Article →
= = = =
Gratitude for Giving
ספר שמות פרק לו פסוק ד וַיָּבֹאוּ כָּל הַחֲכָמִים הָעֹשִׂים אֵת כָּל מְלֶאכֶת הַקֹּדֶשׁ אִישׁ אִישׁ מִמְּלַאכְתּוֹ אֲשֶׁר הֵמָּה עֹשִׂים:(ה) וַיֹּאמְרוּ אֶל משֶׁה לֵּאמֹר מַרְבִּים הָעָם לְהָבִיא מִדֵּי הָעֲבֹדָה לַמְּלָאכָה אֲשֶׁר צִוָּה הָשֵׁם לַעֲשׂת אֹתָהּ:(ו) וַיְצַו משֶׁה וַיַּעֲבִירוּ קוֹל בַּמַּחֲנֶה לֵאמֹר אִישׁ וְאִשָּׁה אַל יַעֲשׂוּ עוֹד מְלָאכָה לִתְרוּמַת הַקֹּדֶשׁ וַיִּכָּלֵא הָעָם מֵהָבִיא:(ז) וְהַמְּלָאכָה הָיְתָה דַיָּם לְכָל הַמְּלָאכָה לַעֲשׂוֹת אֹתָהּ וְהוֹתֵר:
“Then all the wise men who were doing the work of the Holy came each one from his work, which they had been doing.They spoke to Moshe, saying: ‘The people are bringing very much, more than is enough for the labor of the articles which Hashem had commanded to do.’ So, Moshe commanded, and they announced in the camp, saying: ‘Let no man or woman do any more work for the offering for the Holy.’ So, the people stopped bringing.” The work was sufficient for them for all the work, to do it and to leave over (Shemot 36:4-7).
I am struck by all the detail in this parsha about the gifts and the Mishkan, and it occurs to me that perhaps the giving of these details is the Torah’s way of reminding us of how G-d sees and appreciates all the work and every single offering, no matter how simple or how ordinary. Let us grow in our awareness and gratitude for all the little and most regular gifts in our lives. Let us also be aware of G-d’s constant appreciation that even our smallest contribution builds up our community, our families, and our world!
Gratitude Focus for the Week of Parashat Vayakhel –
The Paradox of When to Give and When not to Give
I’ve presented some contradictory insights about when to give beyond our means and when to set boundaries on our giving. This topic remains unresolved in my life. I do have moments when my heart lifts me to give beyond rational calculations. Yet at times, I do need to set my boundaries to accomplish my goals and live according to my life values. Here are some tips to work on the right balance in your giving.
= = = =
Dataset extract →
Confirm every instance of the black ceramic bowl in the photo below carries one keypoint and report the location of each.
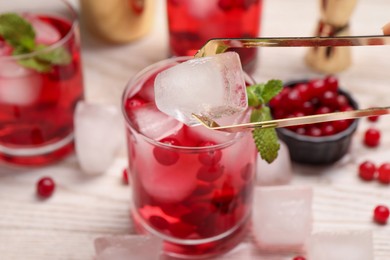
= = = =
Problem set →
(a) Say whether each statement below agrees with the text on gratitude for giving. Answer yes or no for each, and quote the words from the text that decide it.
(i) The wise men told Moshe that the people were bringing more than the work needed.
(ii) Moshe ordered only the men to stop bringing offerings.
(iii) The writer has settled the question of when to set boundaries on giving.
(b) Write the next part of the text on gratitude for giving, starting after its last sentence.

Outputs by task →
(a)
(i) Yes: "The people are bringing very much, more than is enough for the labor of the articles which Hashem had commanded to do."
(ii) No: "Let no man or woman do any more work for the offering for the Holy."
(iii) No: "This topic remains unresolved in my life."

(b)
Work on Your Self-Worth to Balance Your Giving and Receiving – Feeling Propelled to Always Give is Linked to Your Self-Worth. Many of us are challenged to balance giving and receiving in a healthy way, especially in terms of being open to receiving and embracing our own values and self-worth. When you give from a place of low self-esteem your giving isn’t genuine as it emanates from wanting to give in order to feel good about yourself. To learn to give from a better place that will truly benefit the recipient, look into a possible conditioned victim or martyr energy within your family, your friends, and the society you grew up in. Can you decipher a pattern that is played out on repeat? Can you get help to release this emotional block in your life so you will be able to give from a wholehearted place.
Don’t Overgive – While it’s Tempting to Always Want to be the Giver, it Can be an Unhealthy Way to be in Relationships with Others. Overgiving can lead to resentment, burnout, and increased depression. If you don’t feel joyful and energized by giving, you’re probably giving too much or from the wrong place. When this happens, it’s a sign that you need to take some time to restore the balance. After all, you can’t fill another’s cup from a dry well. Take the time to receive help, love, and care to ensure you’re ‘full’ enough to then be able to give back.
Practice Balance in Your Giving and Receiving – It’s important to be a genuine giver, but it’s equally as important to learn how to receive. By learning to balance how much you give and how much you receive, you’ll deepen your relationships and ensure that your well is always full enough so that you can give to others with joy.